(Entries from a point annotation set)
○ ○ ○ ○
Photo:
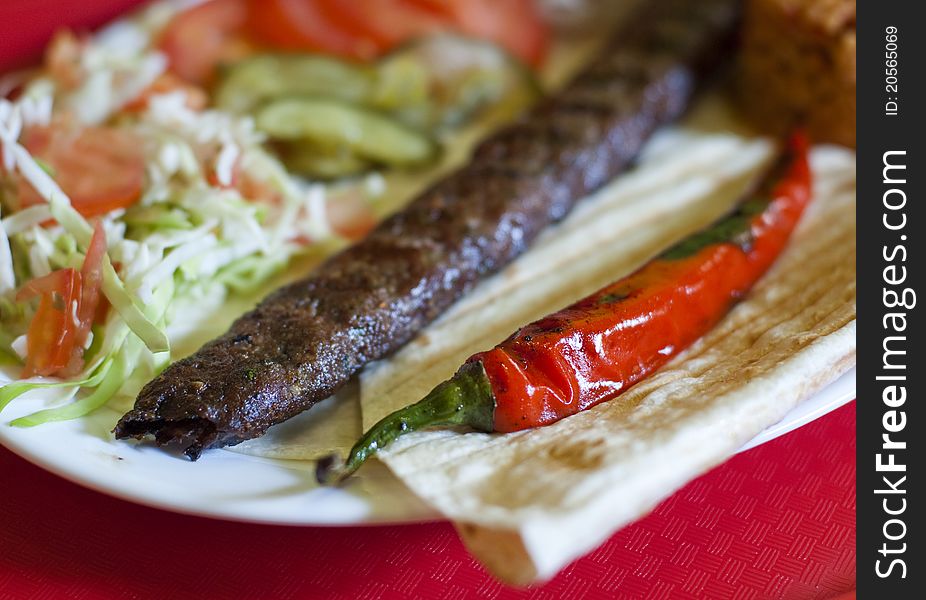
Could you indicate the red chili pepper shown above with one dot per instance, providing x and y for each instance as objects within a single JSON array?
[{"x": 598, "y": 347}]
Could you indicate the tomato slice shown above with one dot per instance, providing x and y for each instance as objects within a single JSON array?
[
  {"x": 196, "y": 98},
  {"x": 52, "y": 335},
  {"x": 200, "y": 38},
  {"x": 68, "y": 304},
  {"x": 386, "y": 23},
  {"x": 305, "y": 25},
  {"x": 350, "y": 215},
  {"x": 99, "y": 168}
]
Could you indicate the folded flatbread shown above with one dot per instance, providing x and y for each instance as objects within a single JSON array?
[{"x": 528, "y": 503}]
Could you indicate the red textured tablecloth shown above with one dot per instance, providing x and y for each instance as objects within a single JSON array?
[{"x": 777, "y": 521}]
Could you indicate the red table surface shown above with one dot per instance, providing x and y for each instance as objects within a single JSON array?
[{"x": 777, "y": 521}]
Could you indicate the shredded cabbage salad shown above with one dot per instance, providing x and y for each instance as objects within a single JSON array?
[{"x": 192, "y": 228}]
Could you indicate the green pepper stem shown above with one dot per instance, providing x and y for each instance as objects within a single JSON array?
[{"x": 464, "y": 399}]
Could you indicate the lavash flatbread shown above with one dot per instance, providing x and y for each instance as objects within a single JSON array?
[{"x": 528, "y": 503}]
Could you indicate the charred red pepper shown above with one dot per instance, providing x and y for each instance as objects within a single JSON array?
[{"x": 600, "y": 346}]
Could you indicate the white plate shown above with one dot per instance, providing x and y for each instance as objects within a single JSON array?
[{"x": 234, "y": 486}]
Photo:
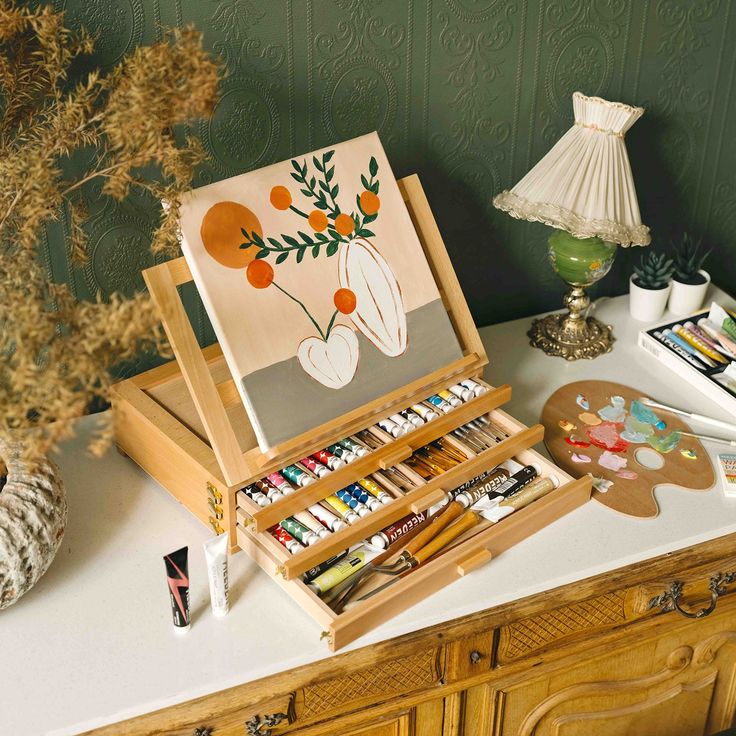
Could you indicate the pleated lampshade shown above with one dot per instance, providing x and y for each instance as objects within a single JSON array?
[{"x": 584, "y": 184}]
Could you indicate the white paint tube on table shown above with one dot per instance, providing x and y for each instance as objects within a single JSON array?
[{"x": 215, "y": 555}]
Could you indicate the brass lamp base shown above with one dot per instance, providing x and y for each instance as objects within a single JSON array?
[{"x": 561, "y": 336}]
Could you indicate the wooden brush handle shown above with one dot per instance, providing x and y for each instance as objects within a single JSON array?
[
  {"x": 468, "y": 520},
  {"x": 443, "y": 519},
  {"x": 532, "y": 492}
]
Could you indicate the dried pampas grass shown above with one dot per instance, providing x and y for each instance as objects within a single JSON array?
[{"x": 56, "y": 354}]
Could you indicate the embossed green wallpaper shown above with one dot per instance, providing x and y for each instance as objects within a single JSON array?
[{"x": 469, "y": 94}]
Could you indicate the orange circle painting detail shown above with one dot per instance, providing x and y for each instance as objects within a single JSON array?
[
  {"x": 259, "y": 274},
  {"x": 221, "y": 233}
]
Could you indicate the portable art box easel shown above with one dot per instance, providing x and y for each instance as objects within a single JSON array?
[{"x": 185, "y": 424}]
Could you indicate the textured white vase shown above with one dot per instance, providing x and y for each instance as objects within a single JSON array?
[
  {"x": 33, "y": 512},
  {"x": 688, "y": 298},
  {"x": 647, "y": 305}
]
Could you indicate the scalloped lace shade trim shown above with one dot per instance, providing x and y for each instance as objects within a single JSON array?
[{"x": 565, "y": 219}]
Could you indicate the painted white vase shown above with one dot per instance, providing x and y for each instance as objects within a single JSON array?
[
  {"x": 647, "y": 305},
  {"x": 688, "y": 298},
  {"x": 332, "y": 362},
  {"x": 379, "y": 309}
]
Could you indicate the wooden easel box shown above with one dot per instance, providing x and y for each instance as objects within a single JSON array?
[{"x": 185, "y": 425}]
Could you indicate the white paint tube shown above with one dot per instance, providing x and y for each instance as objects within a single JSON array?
[{"x": 215, "y": 555}]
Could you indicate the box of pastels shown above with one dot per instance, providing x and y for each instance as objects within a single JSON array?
[
  {"x": 701, "y": 349},
  {"x": 409, "y": 492}
]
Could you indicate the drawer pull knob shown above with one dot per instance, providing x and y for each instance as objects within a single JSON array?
[
  {"x": 255, "y": 726},
  {"x": 670, "y": 599}
]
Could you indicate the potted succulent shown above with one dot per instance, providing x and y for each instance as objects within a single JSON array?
[
  {"x": 690, "y": 281},
  {"x": 649, "y": 286}
]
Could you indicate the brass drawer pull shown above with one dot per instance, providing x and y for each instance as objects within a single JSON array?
[
  {"x": 254, "y": 726},
  {"x": 670, "y": 599}
]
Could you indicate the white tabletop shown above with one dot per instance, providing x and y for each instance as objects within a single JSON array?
[{"x": 93, "y": 644}]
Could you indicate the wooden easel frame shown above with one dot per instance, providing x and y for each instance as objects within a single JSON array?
[{"x": 211, "y": 399}]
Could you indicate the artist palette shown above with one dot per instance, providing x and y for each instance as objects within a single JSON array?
[
  {"x": 186, "y": 425},
  {"x": 602, "y": 428}
]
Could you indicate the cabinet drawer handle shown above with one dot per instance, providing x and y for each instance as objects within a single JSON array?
[
  {"x": 255, "y": 726},
  {"x": 670, "y": 599}
]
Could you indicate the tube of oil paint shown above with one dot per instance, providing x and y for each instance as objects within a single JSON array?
[
  {"x": 215, "y": 555},
  {"x": 177, "y": 578}
]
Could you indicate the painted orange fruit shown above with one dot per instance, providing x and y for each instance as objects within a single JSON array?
[
  {"x": 369, "y": 202},
  {"x": 345, "y": 301},
  {"x": 344, "y": 224},
  {"x": 222, "y": 237},
  {"x": 281, "y": 198},
  {"x": 259, "y": 274},
  {"x": 317, "y": 220}
]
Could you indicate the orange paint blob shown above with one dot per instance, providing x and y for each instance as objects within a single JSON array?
[
  {"x": 369, "y": 202},
  {"x": 260, "y": 274},
  {"x": 281, "y": 198},
  {"x": 345, "y": 301},
  {"x": 221, "y": 233},
  {"x": 317, "y": 220},
  {"x": 344, "y": 224}
]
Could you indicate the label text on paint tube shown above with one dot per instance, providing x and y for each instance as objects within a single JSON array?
[{"x": 386, "y": 537}]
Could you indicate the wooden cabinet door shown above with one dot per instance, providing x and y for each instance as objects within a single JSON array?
[{"x": 679, "y": 684}]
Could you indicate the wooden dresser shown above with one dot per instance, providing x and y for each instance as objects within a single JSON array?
[{"x": 607, "y": 655}]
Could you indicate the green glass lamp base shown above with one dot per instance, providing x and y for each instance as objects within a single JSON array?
[{"x": 580, "y": 262}]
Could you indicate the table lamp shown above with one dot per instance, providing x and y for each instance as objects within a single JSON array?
[{"x": 584, "y": 188}]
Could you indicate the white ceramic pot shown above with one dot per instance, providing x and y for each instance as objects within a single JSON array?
[
  {"x": 688, "y": 298},
  {"x": 647, "y": 305}
]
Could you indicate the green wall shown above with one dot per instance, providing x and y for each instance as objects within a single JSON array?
[{"x": 469, "y": 94}]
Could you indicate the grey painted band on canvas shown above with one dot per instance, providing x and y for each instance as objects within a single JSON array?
[{"x": 289, "y": 402}]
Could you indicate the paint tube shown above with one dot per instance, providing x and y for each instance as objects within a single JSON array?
[
  {"x": 450, "y": 398},
  {"x": 464, "y": 394},
  {"x": 343, "y": 570},
  {"x": 476, "y": 388},
  {"x": 317, "y": 570},
  {"x": 439, "y": 403},
  {"x": 326, "y": 517},
  {"x": 215, "y": 555},
  {"x": 177, "y": 578},
  {"x": 424, "y": 412},
  {"x": 386, "y": 537},
  {"x": 721, "y": 318},
  {"x": 405, "y": 424}
]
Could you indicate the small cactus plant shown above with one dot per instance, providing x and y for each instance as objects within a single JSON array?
[
  {"x": 688, "y": 260},
  {"x": 654, "y": 270}
]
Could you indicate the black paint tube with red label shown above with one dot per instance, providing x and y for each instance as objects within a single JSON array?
[{"x": 177, "y": 578}]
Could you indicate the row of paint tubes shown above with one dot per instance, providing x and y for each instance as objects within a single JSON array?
[{"x": 359, "y": 499}]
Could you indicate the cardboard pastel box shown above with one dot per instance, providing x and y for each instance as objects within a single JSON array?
[{"x": 703, "y": 380}]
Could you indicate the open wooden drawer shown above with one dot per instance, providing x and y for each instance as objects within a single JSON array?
[
  {"x": 185, "y": 425},
  {"x": 472, "y": 549}
]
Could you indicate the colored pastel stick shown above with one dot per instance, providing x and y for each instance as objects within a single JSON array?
○ ○ ○ ○
> What you are asked to do:
From the line containing "Could you indicate the cardboard" down to the last line, reproduce the records exactly. Include both ends.

> Written answer:
Could you indicate the cardboard pastel box shown above with one dot per instance, providing x and y for each instance as objects within a single JSON array?
[{"x": 703, "y": 380}]
Could you indicate the open wooden drawer shown above with one dot per instance, providing x and y for each instance as objects within a single JSON array?
[
  {"x": 185, "y": 425},
  {"x": 472, "y": 549}
]
Could you indicate the colored pastel stick shown above with one dot per instance, providing x and y for each instance as objects within a single JSON array?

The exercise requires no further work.